[Region pointing data]
☆ ☆ ☆

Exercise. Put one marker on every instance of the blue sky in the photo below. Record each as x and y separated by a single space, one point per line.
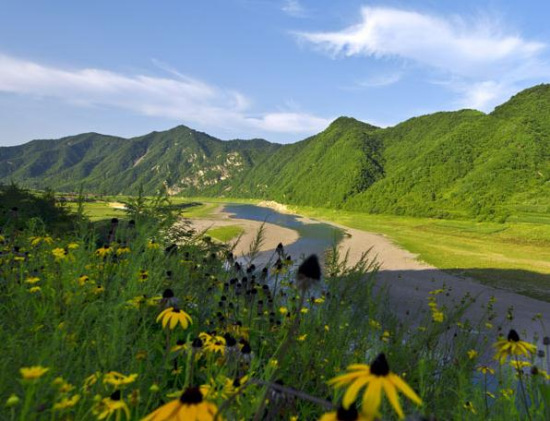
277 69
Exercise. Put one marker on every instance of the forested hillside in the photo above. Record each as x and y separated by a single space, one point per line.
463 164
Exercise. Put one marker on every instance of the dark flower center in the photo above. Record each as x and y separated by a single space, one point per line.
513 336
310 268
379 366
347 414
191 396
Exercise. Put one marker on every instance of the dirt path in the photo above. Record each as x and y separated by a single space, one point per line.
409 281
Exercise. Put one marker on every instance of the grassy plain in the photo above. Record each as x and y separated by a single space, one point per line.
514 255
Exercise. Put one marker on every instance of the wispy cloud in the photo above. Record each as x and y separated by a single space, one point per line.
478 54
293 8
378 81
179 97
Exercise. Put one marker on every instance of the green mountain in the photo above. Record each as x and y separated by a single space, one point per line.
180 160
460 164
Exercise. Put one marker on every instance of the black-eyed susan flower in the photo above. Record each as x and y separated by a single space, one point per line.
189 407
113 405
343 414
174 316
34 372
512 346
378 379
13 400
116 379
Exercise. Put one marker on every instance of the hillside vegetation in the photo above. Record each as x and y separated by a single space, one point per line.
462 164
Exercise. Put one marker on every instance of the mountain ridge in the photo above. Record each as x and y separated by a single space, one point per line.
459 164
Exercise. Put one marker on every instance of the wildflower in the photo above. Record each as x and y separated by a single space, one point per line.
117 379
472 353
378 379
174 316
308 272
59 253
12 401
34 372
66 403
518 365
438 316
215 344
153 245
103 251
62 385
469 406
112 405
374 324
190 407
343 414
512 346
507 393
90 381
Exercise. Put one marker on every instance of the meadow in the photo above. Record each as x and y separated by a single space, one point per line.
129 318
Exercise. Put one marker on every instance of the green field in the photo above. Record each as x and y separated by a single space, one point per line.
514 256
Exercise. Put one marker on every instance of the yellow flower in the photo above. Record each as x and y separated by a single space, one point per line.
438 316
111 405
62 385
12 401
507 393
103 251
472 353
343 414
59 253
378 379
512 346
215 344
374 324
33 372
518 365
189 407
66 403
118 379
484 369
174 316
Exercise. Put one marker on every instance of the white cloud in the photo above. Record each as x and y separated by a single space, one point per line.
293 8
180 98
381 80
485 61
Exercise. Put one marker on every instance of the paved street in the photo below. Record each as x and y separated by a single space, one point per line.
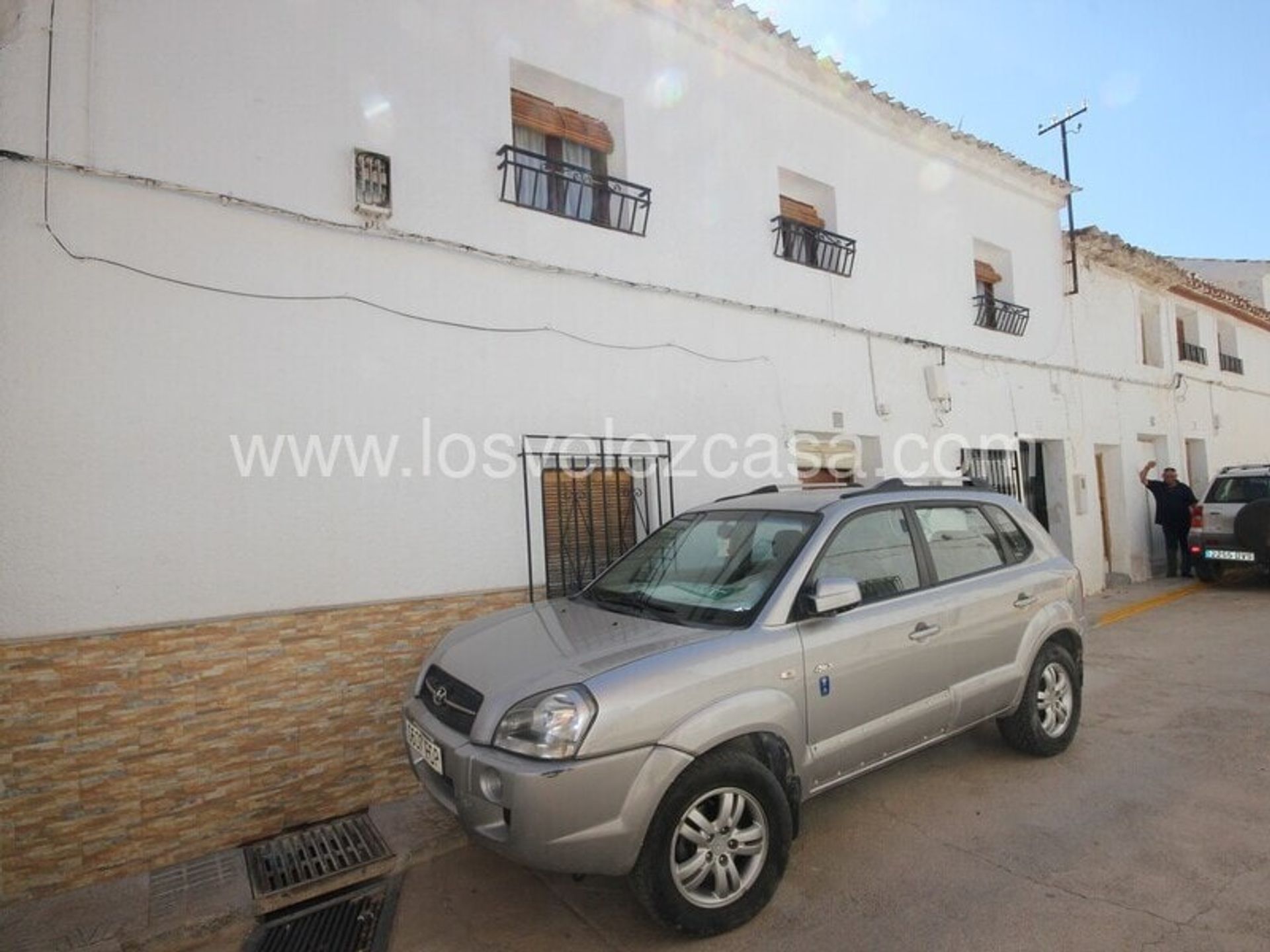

☆ ☆ ☆

Exclude all images, then retype the records above without alteration.

Exercise. Put one marker on every instance of the blue sky in the photo below. Record each as x and y separated by a single space, one point per line.
277 69
Exercise. Put one marker on every instance of the forested hillside in the photo above. Record each as x and y separated by a single space, one point per line.
463 164
Exercise. Put one marker on every instance of the dark flower center in the photo above. Record each as x and y separated by a single space, one point per line.
513 336
310 268
379 366
347 414
191 396
Exercise. Put one marker on every instance of the dirt path in the photo above. Record each as x and y separated by a single space, one point per line.
409 281
Exercise. Put one marker on every instance of the grassy plain in the photo above. Record each as x and y separated by a single space, one point per line.
514 255
Exercise. Put one marker on every instance of the wispy cloud in the photo above. Record each as x and y separated by a single space, one point per line.
478 54
293 8
378 81
179 97
Exercise. Put one marker on every instance of the green mountain in the photo above. Record each as x and y separated by a single space, one point per line.
180 160
460 164
Exercise. Put one marker on every instance of the black-eyed susan flower in the photo above. Record each as x and y separated by a single space, one point per line.
189 407
113 405
343 414
174 316
34 372
512 346
378 379
13 400
116 379
Exercise. Put one marker on every instance of the hillside vegetation in the photo above. Record each as x and y separated by a single space, one point per line.
462 164
Exercise. Put one marker on every instance of the mountain ridge in the photo above. Record each as x and y separated by a single space, one point per line.
459 164
Exercise. Put one marker on every instance of the wildflower in the photo above. Record each as x and y separated by a single space, one point per line.
117 379
472 353
378 379
174 316
308 272
59 253
12 401
34 372
66 403
518 365
438 316
215 344
153 245
103 251
62 385
469 406
112 405
374 324
190 407
343 414
512 346
507 393
90 381
Exercise. Put one marker on every instance of the meadow in the photo above. Record each as x and y separated by a single space, one point per line.
129 318
Exercise. Put one marker on every instance of the green field in the photo above. Record each as x and y separated by a single space, one point per line.
514 256
Exercise. Put one marker on every instance of the yellow flower in the photo above. Record each as x and y separated by a single space, one point per line.
438 316
111 405
62 385
12 401
507 393
103 251
472 353
343 414
59 253
378 379
512 346
215 344
374 324
33 372
518 365
189 407
66 403
118 379
484 369
174 316
Exercise. Put one marker on every instance of the white cloud in the photo above. Record each as x and y separated by a single space, one point per line.
293 8
180 98
381 80
485 61
Exercise. Put one marker on every instance of the paved street in the photo below. Record each as x and y separated by a single space, one point per line.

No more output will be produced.